#### [Your goal]
All of the entries below should be copied exactly as they appear.
---------- Material shown ----------
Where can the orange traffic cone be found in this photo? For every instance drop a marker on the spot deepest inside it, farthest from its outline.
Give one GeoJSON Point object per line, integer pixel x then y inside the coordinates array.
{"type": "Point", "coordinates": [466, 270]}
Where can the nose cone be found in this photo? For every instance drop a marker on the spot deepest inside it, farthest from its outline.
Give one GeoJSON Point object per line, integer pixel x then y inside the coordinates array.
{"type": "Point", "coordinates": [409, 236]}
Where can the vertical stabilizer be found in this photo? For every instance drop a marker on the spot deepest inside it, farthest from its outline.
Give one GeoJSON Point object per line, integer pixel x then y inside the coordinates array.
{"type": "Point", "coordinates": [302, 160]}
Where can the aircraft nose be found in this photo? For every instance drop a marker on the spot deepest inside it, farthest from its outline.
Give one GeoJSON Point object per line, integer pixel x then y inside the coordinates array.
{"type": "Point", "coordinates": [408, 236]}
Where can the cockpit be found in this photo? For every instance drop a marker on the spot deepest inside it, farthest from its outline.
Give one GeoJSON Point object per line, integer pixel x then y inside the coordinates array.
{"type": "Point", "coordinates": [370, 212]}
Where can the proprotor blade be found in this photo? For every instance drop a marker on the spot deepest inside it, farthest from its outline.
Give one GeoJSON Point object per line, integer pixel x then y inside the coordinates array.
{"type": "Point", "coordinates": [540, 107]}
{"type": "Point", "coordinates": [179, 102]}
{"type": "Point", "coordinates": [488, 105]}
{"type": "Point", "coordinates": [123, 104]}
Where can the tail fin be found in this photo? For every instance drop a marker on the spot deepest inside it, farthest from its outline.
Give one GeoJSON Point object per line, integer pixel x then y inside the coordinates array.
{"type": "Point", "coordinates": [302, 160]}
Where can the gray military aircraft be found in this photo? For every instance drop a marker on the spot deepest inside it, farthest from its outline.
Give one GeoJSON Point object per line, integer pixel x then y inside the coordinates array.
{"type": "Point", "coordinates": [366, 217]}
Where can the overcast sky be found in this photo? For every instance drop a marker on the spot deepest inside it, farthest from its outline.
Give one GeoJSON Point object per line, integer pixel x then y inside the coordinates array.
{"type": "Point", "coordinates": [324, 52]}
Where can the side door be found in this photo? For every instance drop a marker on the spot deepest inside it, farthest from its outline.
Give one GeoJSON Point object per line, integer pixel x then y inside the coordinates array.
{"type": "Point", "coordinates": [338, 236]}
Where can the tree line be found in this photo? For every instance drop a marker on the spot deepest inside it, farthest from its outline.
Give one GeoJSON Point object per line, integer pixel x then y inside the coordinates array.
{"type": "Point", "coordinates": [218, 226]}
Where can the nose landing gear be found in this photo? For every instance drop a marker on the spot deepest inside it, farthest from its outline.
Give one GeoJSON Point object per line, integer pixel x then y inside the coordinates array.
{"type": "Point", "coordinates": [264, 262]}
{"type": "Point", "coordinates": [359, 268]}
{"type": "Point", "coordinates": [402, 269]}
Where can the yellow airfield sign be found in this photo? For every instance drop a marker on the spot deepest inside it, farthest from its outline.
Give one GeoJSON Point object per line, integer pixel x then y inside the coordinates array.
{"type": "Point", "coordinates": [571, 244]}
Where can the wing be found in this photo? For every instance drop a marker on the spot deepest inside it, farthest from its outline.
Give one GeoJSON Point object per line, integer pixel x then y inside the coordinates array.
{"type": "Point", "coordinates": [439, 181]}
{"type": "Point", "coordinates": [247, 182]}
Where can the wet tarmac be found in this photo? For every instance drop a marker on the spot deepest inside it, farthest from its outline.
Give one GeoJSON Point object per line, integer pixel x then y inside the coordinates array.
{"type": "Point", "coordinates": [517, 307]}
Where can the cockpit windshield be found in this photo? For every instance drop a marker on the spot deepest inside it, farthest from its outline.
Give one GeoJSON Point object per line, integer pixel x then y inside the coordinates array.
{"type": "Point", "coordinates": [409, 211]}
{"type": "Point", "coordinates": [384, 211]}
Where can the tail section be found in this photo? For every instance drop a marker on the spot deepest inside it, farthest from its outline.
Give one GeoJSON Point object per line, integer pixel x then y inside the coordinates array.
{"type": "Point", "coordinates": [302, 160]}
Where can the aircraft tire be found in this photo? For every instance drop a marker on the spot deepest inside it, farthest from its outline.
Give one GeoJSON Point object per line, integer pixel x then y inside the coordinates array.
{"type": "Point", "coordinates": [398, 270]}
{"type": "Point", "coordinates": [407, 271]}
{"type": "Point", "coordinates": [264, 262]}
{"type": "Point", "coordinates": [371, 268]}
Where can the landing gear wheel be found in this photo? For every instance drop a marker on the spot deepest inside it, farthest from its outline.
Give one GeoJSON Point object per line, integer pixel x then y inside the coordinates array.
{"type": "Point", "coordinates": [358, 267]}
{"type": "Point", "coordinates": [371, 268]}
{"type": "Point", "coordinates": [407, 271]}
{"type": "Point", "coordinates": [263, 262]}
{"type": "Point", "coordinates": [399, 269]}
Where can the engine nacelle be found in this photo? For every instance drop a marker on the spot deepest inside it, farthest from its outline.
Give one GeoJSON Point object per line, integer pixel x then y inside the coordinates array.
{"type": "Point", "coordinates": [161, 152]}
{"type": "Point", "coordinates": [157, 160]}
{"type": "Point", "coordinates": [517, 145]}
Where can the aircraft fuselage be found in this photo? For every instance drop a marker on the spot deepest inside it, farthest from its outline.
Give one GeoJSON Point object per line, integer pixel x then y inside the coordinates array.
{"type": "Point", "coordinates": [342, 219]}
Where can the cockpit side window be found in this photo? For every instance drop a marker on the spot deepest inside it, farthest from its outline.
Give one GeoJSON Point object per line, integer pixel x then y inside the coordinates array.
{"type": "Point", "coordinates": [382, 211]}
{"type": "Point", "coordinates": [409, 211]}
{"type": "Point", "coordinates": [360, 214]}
----------
#### [Exercise result]
Where can the orange traffic cone be found in this photo? For every instance drop a marker on the spot deepest inside it, farthest from its outline.
Give one GeoJSON Point object per line, integer pixel x then y inside the coordinates array.
{"type": "Point", "coordinates": [466, 270]}
Where can the nose cone be found in this photo? For every instance drop a marker on the spot deepest inside it, farthest from its outline.
Give one GeoJSON Point object per line, integer pixel x then y inside the coordinates array.
{"type": "Point", "coordinates": [409, 236]}
Where can the vertical stabilizer be found in this photo? For every instance drop a marker on the spot deepest inside it, farthest from its outline.
Give one GeoJSON Point object per line, integer pixel x then y inside the coordinates array.
{"type": "Point", "coordinates": [302, 160]}
Where can the aircraft nose be found in this photo? For every instance drop a marker on the spot deepest inside it, farthest from its outline.
Give one GeoJSON Point object per line, integer pixel x then y inside the coordinates array.
{"type": "Point", "coordinates": [408, 236]}
Where can the cockpit be found in this photo? For every instance drop a marker on the spot deepest inside it, farthest from its outline.
Give one GeoJSON Point object per line, integer pixel x then y inside the coordinates array.
{"type": "Point", "coordinates": [370, 212]}
Where can the proprotor blade be found in this photo? For every instance drop a marker on the spot deepest inside it, farthest from its outline.
Give one GeoJSON Point object per line, integer pixel x then y inside the coordinates array.
{"type": "Point", "coordinates": [540, 107]}
{"type": "Point", "coordinates": [179, 102]}
{"type": "Point", "coordinates": [488, 105]}
{"type": "Point", "coordinates": [123, 104]}
Where can the tail fin be found in this photo? For every instance drop a marker on the spot deepest inside it, farthest from its outline.
Give one GeoJSON Point object per line, integer pixel x then y inside the coordinates array.
{"type": "Point", "coordinates": [302, 160]}
Where can the gray military aircraft be found in this photo? For every instance drop a marker on the spot deepest inside it, farthest from its outline.
Give one GeoJSON Point object per line, integer pixel x then y inside the coordinates array.
{"type": "Point", "coordinates": [366, 217]}
Where can the overcast sky be found in this photo? For every instance drop a marker on the spot deepest inside it, farthest from its outline.
Give one GeoJSON Point object per line, integer pixel x then y inside the coordinates array.
{"type": "Point", "coordinates": [324, 52]}
Where can the side door be found in this photo? For every instance drop a marker on the spot deepest inside it, farthest from its outline.
Give one GeoJSON Point object per line, integer pixel x then y inside the coordinates array.
{"type": "Point", "coordinates": [338, 236]}
Where can the tree line be found in this photo? For every instance drop a marker on the spot deepest inside it, farthest from its outline.
Give one GeoJSON Point object per line, integer pixel x then y inside the coordinates array.
{"type": "Point", "coordinates": [218, 226]}
Where can the nose landing gear be found in this photo? For every instance drop a marker on the spot deepest inside it, farthest from its outline.
Give one GeoJSON Point object per line, integer pixel x then y inside the coordinates array.
{"type": "Point", "coordinates": [264, 262]}
{"type": "Point", "coordinates": [359, 268]}
{"type": "Point", "coordinates": [402, 269]}
Where can the yellow airfield sign be found in this photo? For every instance drop a marker on the spot deepest inside it, farthest from its outline.
Give one GeoJSON Point object per line, integer pixel x then y inside the coordinates array.
{"type": "Point", "coordinates": [571, 244]}
Where can the wing be found in this photo? For every instance drop a marker on the spot deepest inside it, farthest from its outline.
Give one GeoJSON Point object per line, integer pixel x then y inside the coordinates array.
{"type": "Point", "coordinates": [439, 181]}
{"type": "Point", "coordinates": [247, 182]}
Where can the wet tarmac be found in this photo? For every instance drop a marker on the spot deepest inside it, farthest from its outline.
Give one GeoJSON Point object per line, integer pixel x then y inside the coordinates array.
{"type": "Point", "coordinates": [517, 307]}
Where can the cockpit windshield be found in this photo? For every instance drop a marker on the spot deepest inside it, farthest from its outline.
Give one GeoJSON Point object per line, integer pixel x then y inside the coordinates array.
{"type": "Point", "coordinates": [409, 211]}
{"type": "Point", "coordinates": [384, 211]}
Where can the tail section be found in this photo? For every instance drop a marker on the spot deepest inside it, farthest from its outline.
Give one GeoJSON Point object per line, integer pixel x then y inside the coordinates array.
{"type": "Point", "coordinates": [302, 160]}
Where can the aircraft tire be found in this photo? For every instance drop a marker on the spot deepest inside it, farthest from its outline.
Give one GeoJSON Point object per line, integer pixel x then y inside the coordinates array.
{"type": "Point", "coordinates": [398, 270]}
{"type": "Point", "coordinates": [407, 271]}
{"type": "Point", "coordinates": [264, 262]}
{"type": "Point", "coordinates": [371, 268]}
Where can the landing gear wheel be found in this photo? For every instance drop a marker on the spot deepest inside it, farthest from its outline.
Give one GeoJSON Point object per line, integer pixel x then y inside the coordinates array.
{"type": "Point", "coordinates": [358, 267]}
{"type": "Point", "coordinates": [371, 268]}
{"type": "Point", "coordinates": [407, 271]}
{"type": "Point", "coordinates": [263, 262]}
{"type": "Point", "coordinates": [399, 269]}
Where can the engine nacelle be found in this photo? For every instance drop a marker on the spot deepest inside it, farthest from its outline.
Give one GeoJSON Point object per line, integer pixel x then y inside the coordinates array.
{"type": "Point", "coordinates": [161, 152]}
{"type": "Point", "coordinates": [157, 160]}
{"type": "Point", "coordinates": [517, 145]}
Where can the aircraft fuselage be found in this photo? For every instance drop a marker on the spot deepest inside it, farthest from its outline.
Give one GeoJSON Point object per line, integer pixel x then y inside the coordinates array.
{"type": "Point", "coordinates": [342, 219]}
Where can the cockpit side window be found in this photo? For every instance drop a marker on the spot deepest inside it, farthest from its outline.
Give one GeoJSON Point object per line, integer pixel x then y inside the coordinates array.
{"type": "Point", "coordinates": [382, 211]}
{"type": "Point", "coordinates": [409, 211]}
{"type": "Point", "coordinates": [360, 214]}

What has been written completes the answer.